--- EXERCISE DESCRIPTION ---
Rewrite the records from the line containing "Challenge: I say the sea" through the line containing "[0,0,212,72]", both included, as a JSON list of strings with one string per line and no blank lines. Leave the pictures out.
-- Begin SOURCE DATA --
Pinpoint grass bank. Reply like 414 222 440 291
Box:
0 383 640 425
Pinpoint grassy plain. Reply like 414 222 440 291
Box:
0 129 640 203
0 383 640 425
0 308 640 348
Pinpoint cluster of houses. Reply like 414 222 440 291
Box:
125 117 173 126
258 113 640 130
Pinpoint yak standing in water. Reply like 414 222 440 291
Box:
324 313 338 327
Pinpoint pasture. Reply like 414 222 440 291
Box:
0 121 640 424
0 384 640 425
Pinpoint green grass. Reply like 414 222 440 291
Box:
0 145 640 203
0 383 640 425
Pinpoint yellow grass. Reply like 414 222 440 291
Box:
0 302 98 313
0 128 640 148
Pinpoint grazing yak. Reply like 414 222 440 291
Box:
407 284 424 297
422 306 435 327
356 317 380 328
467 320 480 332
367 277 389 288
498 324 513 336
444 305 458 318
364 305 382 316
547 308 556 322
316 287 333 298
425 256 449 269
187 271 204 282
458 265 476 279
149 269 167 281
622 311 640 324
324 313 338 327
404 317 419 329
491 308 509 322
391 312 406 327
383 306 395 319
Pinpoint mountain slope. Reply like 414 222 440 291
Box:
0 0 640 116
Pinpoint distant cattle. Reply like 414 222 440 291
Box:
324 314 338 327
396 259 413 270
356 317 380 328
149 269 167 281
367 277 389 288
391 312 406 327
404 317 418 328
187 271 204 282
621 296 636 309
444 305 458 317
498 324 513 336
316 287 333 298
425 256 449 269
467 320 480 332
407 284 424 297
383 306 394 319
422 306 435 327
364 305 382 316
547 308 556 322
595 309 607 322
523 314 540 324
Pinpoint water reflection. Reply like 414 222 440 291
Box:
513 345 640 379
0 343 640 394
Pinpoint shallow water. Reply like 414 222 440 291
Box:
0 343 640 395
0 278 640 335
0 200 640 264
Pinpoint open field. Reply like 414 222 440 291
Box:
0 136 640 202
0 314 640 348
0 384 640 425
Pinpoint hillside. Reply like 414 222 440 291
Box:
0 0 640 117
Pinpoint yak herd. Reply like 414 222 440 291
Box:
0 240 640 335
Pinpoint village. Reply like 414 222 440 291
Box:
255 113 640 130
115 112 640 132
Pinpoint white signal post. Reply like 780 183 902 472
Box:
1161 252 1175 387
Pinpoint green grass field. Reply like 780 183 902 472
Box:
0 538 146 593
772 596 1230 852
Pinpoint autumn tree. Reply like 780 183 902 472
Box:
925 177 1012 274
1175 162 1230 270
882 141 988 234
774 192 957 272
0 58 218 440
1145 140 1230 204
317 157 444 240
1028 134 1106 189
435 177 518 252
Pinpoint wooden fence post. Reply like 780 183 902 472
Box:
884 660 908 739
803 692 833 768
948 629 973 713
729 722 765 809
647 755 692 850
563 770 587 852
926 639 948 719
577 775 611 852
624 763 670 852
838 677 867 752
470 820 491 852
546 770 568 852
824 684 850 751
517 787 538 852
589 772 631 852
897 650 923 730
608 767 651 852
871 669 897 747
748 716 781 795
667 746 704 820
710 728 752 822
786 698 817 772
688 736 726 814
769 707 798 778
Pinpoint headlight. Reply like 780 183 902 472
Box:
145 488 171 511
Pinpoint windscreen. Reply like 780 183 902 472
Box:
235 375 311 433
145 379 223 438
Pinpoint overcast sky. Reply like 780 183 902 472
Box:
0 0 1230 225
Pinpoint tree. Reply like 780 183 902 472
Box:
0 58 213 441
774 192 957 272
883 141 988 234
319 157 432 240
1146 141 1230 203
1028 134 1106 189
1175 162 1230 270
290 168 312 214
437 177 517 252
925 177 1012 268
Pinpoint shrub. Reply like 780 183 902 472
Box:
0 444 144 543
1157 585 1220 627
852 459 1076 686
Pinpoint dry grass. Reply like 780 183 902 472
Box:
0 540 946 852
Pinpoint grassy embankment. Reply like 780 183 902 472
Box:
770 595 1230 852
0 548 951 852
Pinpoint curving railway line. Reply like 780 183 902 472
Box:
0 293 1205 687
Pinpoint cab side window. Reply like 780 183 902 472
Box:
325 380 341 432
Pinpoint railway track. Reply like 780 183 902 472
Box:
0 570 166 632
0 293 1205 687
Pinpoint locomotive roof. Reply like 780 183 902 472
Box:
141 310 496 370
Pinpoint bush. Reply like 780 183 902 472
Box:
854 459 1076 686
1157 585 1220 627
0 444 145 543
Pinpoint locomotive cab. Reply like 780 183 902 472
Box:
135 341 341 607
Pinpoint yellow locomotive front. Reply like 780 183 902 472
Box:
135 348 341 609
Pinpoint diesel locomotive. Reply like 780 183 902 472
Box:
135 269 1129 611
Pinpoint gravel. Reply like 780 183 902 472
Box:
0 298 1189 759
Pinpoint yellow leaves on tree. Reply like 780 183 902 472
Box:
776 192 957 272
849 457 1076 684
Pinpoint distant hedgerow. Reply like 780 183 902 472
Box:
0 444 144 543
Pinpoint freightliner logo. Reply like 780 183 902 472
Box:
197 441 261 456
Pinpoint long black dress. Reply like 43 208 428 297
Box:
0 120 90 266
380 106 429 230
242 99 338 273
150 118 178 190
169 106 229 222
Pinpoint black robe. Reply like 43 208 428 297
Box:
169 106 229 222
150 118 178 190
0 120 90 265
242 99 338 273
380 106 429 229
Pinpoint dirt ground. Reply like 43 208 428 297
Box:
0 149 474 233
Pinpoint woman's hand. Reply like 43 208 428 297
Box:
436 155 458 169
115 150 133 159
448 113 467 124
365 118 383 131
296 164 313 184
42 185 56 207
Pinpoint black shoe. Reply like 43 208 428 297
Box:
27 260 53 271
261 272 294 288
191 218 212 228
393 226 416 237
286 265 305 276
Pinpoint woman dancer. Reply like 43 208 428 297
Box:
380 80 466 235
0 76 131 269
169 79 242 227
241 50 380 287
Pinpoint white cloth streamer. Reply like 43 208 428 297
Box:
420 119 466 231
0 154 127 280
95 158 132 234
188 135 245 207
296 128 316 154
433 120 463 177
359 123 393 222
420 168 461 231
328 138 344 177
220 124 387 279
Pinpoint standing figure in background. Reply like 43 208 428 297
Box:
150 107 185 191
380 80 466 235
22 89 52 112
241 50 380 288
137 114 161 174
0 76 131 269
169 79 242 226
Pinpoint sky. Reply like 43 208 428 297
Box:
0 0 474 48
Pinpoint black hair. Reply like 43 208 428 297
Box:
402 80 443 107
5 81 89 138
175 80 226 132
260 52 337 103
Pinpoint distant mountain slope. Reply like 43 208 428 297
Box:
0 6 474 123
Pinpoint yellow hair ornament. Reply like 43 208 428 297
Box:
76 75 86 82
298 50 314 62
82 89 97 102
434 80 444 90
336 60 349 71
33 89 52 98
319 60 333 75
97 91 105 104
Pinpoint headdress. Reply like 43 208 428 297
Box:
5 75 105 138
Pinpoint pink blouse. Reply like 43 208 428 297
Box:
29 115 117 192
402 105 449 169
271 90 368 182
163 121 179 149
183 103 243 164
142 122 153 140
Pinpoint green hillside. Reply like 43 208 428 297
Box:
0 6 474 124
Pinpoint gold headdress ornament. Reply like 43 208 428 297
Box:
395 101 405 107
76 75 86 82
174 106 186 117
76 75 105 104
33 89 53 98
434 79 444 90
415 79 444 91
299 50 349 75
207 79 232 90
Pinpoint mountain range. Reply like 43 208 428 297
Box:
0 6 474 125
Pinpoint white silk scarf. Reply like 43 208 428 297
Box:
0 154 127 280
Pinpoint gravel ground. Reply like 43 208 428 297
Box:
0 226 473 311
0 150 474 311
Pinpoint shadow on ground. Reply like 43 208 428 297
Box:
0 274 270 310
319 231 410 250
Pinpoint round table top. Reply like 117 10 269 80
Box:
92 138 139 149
-- End SOURCE DATA --
-- Begin SOURCE DATA --
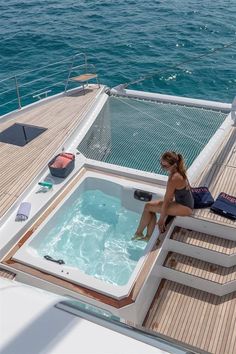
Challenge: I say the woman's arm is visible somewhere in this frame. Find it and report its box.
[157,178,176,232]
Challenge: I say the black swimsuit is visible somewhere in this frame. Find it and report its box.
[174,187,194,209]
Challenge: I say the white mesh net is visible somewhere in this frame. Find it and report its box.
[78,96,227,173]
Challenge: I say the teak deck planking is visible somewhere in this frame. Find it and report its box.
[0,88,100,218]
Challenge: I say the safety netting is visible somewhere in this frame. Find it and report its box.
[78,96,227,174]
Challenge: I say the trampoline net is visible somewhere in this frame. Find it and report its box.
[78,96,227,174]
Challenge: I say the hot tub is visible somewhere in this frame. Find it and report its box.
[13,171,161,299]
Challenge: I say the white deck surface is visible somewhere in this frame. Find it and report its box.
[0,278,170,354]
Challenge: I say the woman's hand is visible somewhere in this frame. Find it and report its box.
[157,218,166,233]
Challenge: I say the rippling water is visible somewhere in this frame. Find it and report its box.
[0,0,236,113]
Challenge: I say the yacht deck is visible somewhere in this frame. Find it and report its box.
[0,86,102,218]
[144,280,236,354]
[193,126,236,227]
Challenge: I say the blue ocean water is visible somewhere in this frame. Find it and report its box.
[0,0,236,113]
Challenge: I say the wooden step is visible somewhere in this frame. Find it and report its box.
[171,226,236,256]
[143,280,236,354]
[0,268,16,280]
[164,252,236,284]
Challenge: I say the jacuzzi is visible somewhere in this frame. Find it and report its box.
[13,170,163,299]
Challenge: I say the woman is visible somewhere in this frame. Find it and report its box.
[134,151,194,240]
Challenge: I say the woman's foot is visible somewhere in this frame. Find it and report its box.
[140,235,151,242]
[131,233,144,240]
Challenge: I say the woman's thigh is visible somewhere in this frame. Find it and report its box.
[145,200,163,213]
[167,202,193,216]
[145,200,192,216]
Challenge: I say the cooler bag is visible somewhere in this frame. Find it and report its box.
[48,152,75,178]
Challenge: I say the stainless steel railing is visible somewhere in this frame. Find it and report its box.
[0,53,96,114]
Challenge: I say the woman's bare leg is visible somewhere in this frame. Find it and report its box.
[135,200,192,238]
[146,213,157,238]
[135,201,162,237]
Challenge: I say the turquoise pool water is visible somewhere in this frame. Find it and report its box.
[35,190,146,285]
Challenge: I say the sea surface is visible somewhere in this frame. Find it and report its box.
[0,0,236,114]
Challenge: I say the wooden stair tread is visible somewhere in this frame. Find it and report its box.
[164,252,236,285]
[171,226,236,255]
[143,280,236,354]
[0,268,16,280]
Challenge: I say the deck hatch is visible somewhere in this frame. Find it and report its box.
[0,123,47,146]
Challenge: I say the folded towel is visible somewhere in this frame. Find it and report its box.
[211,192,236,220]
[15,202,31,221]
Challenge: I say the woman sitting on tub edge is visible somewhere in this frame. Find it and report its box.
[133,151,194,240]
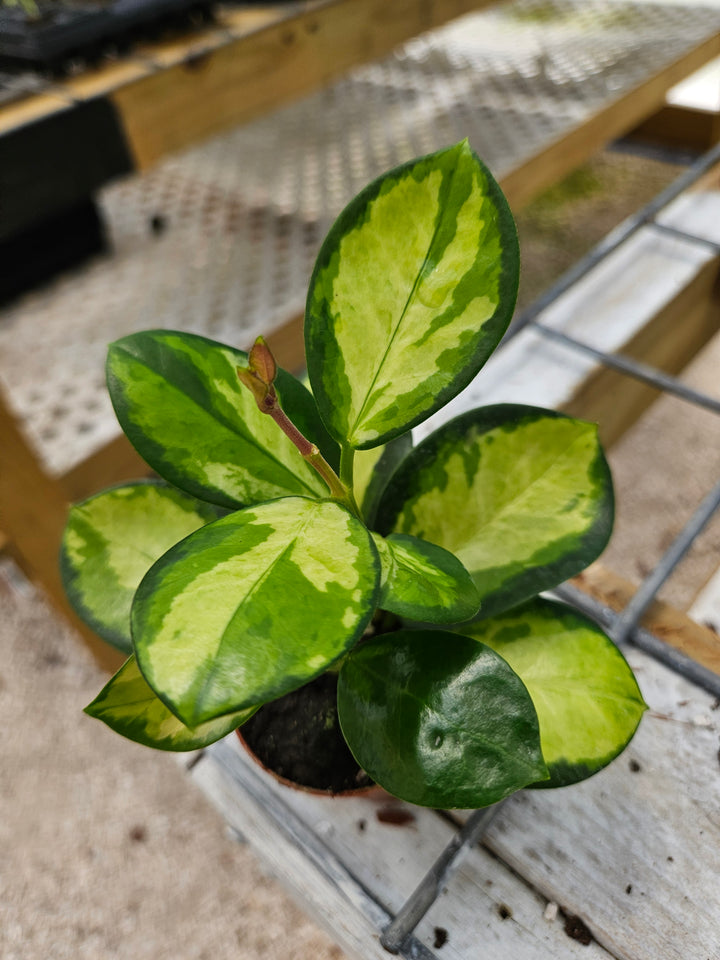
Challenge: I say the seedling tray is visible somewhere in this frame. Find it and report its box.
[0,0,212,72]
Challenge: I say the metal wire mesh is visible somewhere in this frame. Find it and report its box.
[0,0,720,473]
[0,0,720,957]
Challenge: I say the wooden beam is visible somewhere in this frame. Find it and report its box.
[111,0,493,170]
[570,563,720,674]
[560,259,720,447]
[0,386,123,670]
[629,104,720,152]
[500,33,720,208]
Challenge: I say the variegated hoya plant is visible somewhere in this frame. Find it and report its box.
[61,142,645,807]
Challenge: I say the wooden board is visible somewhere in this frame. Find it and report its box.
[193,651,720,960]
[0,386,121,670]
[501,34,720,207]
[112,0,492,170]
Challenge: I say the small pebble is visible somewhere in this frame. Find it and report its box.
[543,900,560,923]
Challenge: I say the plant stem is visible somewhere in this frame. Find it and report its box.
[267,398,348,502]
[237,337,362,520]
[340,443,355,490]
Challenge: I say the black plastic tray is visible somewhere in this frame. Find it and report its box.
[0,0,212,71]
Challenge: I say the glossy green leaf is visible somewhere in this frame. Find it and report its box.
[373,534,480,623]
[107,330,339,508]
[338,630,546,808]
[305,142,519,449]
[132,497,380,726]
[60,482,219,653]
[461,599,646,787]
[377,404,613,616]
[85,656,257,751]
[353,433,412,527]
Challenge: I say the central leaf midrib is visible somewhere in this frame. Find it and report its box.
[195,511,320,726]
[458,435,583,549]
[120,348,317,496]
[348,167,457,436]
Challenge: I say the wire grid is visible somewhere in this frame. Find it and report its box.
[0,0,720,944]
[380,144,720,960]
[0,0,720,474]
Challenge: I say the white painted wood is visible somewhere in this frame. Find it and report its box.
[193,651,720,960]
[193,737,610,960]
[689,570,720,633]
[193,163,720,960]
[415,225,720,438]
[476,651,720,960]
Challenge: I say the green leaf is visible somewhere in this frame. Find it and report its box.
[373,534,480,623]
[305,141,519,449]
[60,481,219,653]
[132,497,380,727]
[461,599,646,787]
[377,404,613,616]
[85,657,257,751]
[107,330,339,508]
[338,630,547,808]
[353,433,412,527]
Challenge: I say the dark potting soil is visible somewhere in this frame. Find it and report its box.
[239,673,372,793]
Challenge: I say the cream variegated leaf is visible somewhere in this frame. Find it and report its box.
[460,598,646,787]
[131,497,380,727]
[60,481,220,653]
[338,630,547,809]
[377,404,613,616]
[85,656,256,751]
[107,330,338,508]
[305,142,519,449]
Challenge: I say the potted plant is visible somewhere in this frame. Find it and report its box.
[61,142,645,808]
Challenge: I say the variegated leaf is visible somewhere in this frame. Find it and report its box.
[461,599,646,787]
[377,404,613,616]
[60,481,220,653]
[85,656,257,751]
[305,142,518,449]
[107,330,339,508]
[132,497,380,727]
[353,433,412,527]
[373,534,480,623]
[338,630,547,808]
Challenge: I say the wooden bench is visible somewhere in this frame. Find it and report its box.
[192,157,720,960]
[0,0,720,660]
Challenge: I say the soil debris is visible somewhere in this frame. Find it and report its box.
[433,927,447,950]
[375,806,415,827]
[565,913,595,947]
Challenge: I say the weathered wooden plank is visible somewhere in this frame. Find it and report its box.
-- End SOURCE DATA --
--- EXERCISE RESULT ---
[
  "Challenge: I say the sea surface is visible somewhere in this frame. Find it and report its box.",
  "[0,0,236,114]",
  "Challenge: I say the wooden stair tread is visible somewhere in this frame. Find it and report its box.",
  "[164,252,236,285]",
  "[171,226,236,255]",
  "[143,280,236,354]",
  "[0,268,16,280]",
  "Challenge: I say the deck hatch is visible somewhere in this frame. Find it and report its box.",
  "[0,123,47,146]",
  "Challenge: I say the folded towel is visible somewhere in this frame. Find it and report its box.",
  "[211,192,236,220]",
  "[15,202,31,221]",
  "Challenge: I say the woman sitting on tub edge is visible somewhere in this frame. Find it and report its box.",
  "[133,151,194,240]",
  "Challenge: I say the seedling tray is visible somewhere in this frame. Find it and report its box.",
  "[0,0,212,72]"
]